--- Excerpted data Enclosed Below ---

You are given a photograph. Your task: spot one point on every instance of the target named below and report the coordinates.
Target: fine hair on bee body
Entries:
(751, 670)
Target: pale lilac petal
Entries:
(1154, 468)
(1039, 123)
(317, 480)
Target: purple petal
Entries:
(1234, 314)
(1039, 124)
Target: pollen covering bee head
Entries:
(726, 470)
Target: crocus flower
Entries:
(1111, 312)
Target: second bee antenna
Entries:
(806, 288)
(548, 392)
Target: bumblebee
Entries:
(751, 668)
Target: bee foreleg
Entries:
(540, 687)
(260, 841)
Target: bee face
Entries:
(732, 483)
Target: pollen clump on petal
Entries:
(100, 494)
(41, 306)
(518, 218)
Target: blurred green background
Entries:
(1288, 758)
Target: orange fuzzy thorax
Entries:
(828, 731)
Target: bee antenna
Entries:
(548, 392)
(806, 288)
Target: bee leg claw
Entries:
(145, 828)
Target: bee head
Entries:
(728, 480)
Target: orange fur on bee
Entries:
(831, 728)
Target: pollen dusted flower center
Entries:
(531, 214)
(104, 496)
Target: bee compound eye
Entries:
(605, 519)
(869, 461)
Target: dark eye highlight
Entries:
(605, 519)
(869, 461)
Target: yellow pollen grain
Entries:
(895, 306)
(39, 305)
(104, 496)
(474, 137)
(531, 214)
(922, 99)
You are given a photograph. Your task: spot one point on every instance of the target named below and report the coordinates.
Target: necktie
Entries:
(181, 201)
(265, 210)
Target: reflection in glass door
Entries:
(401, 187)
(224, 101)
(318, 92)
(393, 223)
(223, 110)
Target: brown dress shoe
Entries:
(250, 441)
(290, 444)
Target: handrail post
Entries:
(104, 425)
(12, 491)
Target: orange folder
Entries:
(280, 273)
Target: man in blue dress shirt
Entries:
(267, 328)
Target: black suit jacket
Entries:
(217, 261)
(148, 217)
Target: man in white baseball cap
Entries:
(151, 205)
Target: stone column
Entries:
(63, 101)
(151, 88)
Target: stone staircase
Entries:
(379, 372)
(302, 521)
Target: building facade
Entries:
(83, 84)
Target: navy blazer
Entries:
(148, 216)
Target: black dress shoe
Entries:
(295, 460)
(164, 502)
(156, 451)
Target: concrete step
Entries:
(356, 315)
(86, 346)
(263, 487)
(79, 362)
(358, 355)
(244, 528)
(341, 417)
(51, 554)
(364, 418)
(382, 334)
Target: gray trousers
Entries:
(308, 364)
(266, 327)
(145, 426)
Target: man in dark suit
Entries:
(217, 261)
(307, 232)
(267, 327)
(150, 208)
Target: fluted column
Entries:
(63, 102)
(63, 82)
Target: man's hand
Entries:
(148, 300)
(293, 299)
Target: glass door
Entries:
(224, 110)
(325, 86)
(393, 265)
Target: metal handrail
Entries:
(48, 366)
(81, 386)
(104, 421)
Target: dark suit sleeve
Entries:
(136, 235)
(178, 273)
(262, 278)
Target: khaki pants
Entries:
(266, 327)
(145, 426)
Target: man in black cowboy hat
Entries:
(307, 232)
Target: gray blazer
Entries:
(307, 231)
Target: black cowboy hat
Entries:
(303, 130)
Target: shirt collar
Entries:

--- End of Enclosed Excerpted data ---

What lines in the records contain the word "head"? Return each one.

Target: pollen covering bee head
Target: bee head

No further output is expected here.